Top of QUOTED PASSAGE

As we all know, BBC Sport's own David Orstein gave an interview with Arsecast and discussed everything that went on this summer. I summed up Ornstein's most recent claims that he gave on Transfer Deadline Day, here. So without any further adieu, here is what David Ornstein had to say on Arsenal's Transfer dealings and the plan moving forward!
Off to a good start
Arsenal did well by breaking their transfer record early on in the summer, with the signing of Alexandre Lacazette from Olympique Lyonnais for £46,500,000 - and was a summer that even the ardent cynics were going difficult to argue with. Kolašinac was a signing that was made towards the end of last season.
Lacazette and Kolašinac were examples of how to get transfer done correctly. Shrewd money spent on Lacazette and they did very well in that transfer.
Arsenal made a lot of signing off the field as well, which included the former Liverpool fitness man, Darren Burgess and Huss Fahmy, who will deal with any of the contract situations at the club, although Ornstein how much influence he's had and he has worked with Dick Law very closely, although he didn't seem to have much of an influence on the team's transfer business, which is understandable, as he is new to the role.
The optimism was there for a really positive summer, however, Ornstein understands that from various **** around the club, that once they signed Lacazette and despite reports saying AS Monaco's Thomas Lemar's arrival was imminent, the interest in Lemar was interest and although they had hoped to sign him, the transfer was not close. Lemar had indicated that he wanted to join, and had indicated as much to Arsenal at that point too.
Ornstein could not confirm or deny rumours that Lemar had visited Arsenal's London Colney training ground. He said although he hadn't heard that that was true, he said that he just wasn't aware of it and was not told that information, he may have, he may not.
Lemar told Arsenal manager Arsène Wenger personally, that he would be willing to join Arsenal. However, AS Monaco's fire sale (For the want of a better word) meant that Arsenal had essentially bid for the one player at Monaco that was not available for purchase as Monaco were reluctant to part ways with him.
As for whether or not Arsenal could have perhaps pushed the boat out a little bit more and persuade Monaco to sell Lemar, Arsenal did not have the funds available at that time to do that. However, Arsenal would have had the money available after the combined sales of Alex Oxlade-Chamberlain to Liverpool and the potential sale of Alexis Sánchez to Manchester City. Arsenal then had an offer of £92,000,000 accepted as we know. Ornstein said that whether or not Arsenal did actually have the funds is open to interpretation when the club releases their accounts.

Bottom of QUOTED PASSAGE

* **TASKS TO PERFORM**:
[1] Set down, word for word, the stretch of the Arsenal transfer write-up from "Lacazette and Kolašinac" through "to the role.".
[2] Carry the Arsenal transfer write-up forward from its final sentence.

Top of INPUT DATA

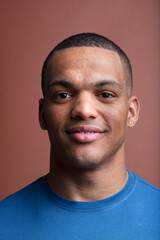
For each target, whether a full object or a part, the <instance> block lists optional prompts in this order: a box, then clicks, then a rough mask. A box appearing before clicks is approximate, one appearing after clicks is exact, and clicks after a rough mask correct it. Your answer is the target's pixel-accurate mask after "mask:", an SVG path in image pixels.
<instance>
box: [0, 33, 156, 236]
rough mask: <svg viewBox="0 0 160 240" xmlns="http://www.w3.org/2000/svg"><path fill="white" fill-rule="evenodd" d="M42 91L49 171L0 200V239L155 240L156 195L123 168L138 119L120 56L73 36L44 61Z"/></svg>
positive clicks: (39, 115) (124, 68)
mask: <svg viewBox="0 0 160 240" xmlns="http://www.w3.org/2000/svg"><path fill="white" fill-rule="evenodd" d="M42 91H43V95H44V98H43V99H41V100H40V101H39V121H40V125H41V128H42V129H44V130H47V131H48V134H49V138H50V142H51V155H50V172H49V174H48V175H47V176H44V177H42V178H40V179H38V180H37V181H35V182H34V183H32V184H30V185H29V186H27V187H26V188H24V189H22V190H21V191H19V192H17V193H15V194H13V195H11V196H10V197H8V198H6V199H5V200H3V201H2V202H1V206H0V216H1V217H0V218H1V224H0V230H1V231H0V239H16V240H17V239H48V240H49V239H73V240H74V239H76V240H77V239H81V240H84V239H96V240H101V239H102V240H103V239H107V240H108V239H112V240H113V239H114V240H115V239H123V240H125V239H127V240H128V239H129V240H133V239H134V240H135V239H136V240H137V239H139V240H140V239H143V240H144V239H145V240H148V239H150V240H158V239H160V205H159V204H160V202H159V201H160V192H159V190H158V189H157V188H156V187H154V186H152V185H150V184H149V183H147V182H145V181H144V180H142V179H140V178H139V177H138V176H137V175H136V174H134V173H132V172H130V171H129V170H126V167H125V156H124V140H125V135H126V129H127V127H133V126H134V125H135V124H136V122H137V120H138V114H139V101H138V99H137V97H135V96H132V70H131V66H130V62H129V59H128V57H127V56H126V54H125V53H124V52H123V51H122V50H121V49H120V48H119V47H118V46H117V45H115V44H114V43H113V42H112V41H110V40H109V39H107V38H105V37H103V36H100V35H97V34H93V33H84V34H78V35H74V36H72V37H70V38H68V39H65V40H64V41H63V42H61V43H60V44H58V45H57V46H56V47H55V48H54V49H53V50H52V52H51V53H50V54H49V56H48V57H47V59H46V61H45V63H44V66H43V70H42Z"/></svg>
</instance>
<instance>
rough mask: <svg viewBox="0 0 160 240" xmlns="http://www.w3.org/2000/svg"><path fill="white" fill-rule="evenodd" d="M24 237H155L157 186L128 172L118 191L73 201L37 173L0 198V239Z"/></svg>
mask: <svg viewBox="0 0 160 240" xmlns="http://www.w3.org/2000/svg"><path fill="white" fill-rule="evenodd" d="M26 239H27V240H28V239H34V240H51V239H52V240H63V239H65V240H91V239H93V240H104V239H105V240H159V239H160V190H159V189H158V188H156V187H154V186H152V185H151V184H149V183H147V182H146V181H144V180H142V179H141V178H139V177H138V176H137V175H136V174H134V173H132V172H130V171H129V179H128V182H127V184H126V185H125V187H124V188H123V189H122V190H121V191H120V192H118V193H117V194H115V195H113V196H111V197H109V198H106V199H103V200H99V201H93V202H77V201H72V200H68V199H65V198H63V197H61V196H59V195H57V194H56V193H54V192H53V191H52V190H51V189H50V187H49V186H48V184H47V181H46V176H44V177H41V178H39V179H38V180H36V181H35V182H33V183H32V184H30V185H28V186H27V187H25V188H24V189H22V190H20V191H18V192H17V193H15V194H13V195H11V196H9V197H7V198H6V199H4V200H3V201H1V203H0V240H26Z"/></svg>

Bottom of INPUT DATA

* **RESPONSES IN ORDER**:
[1]
Lacazette and Kolašinac were examples of how to get transfer done correctly. Shrewd money spent on Lacazette and they did very well in that transfer.
Arsenal made a lot of signing off the field as well, which included the former Liverpool fitness man, Darren Burgess and Huss Fahmy, who will deal with any of the contract situations at the club, although Ornstein how much influence he's had and he has worked with Dick Law very closely, although he didn't seem to have much of an influence on the team's transfer business, which is understandable, as he is new to the role.

[2]
General Transfer Window Dealings
Ornstein said that while Wenger may be open to criticism for his part in Arsenal's transfer dealings, he did say that he is not sure how much money Wenger actually had to spend on players.
An annoying habit of Arsenal's, is to sell players and then sign new ones, which is perhaps not the best strategy.
Ornstein listed Chelsea as an example of teams who have had good transfer dealings in the past, mainly down to their ruthlessness.
It was fairly obvious who Arsenal were prepared to do business with this summer, regarding agents. Agents were made aware of players who were made surplus to requirements such as Wojciech Szczęsny. Arsenal essentially showed their hand too early and made club's wonder why they would need to bid large money for players that they already knew Arsenal wanted to sell.
Olivier Giroud was a different case as his mind was not totally made up as to whether he would leave and Kieran Gibbs, no one offered the money that Arsenal demanded.
Calum Chambers, was subject to some very decent offers, two bids were lodged in the £20,000,000 region for him on Transfer Deadline Day Eve from Leciester City and Crystal Palace had also lodged earlier bids too, and were quoted £27,000,000 by Arsenal.
It looks like Arsenal seemed to price several of their players out of potential moves.
Lucas Pérez was a classic example of being priced out of a move by Arsenal. Pérez was extremely offended by Arsenal's decision to give the number 9 shirt to new signing Alexandre Lacazette. Pérez was desperate to leave in a permanent deal.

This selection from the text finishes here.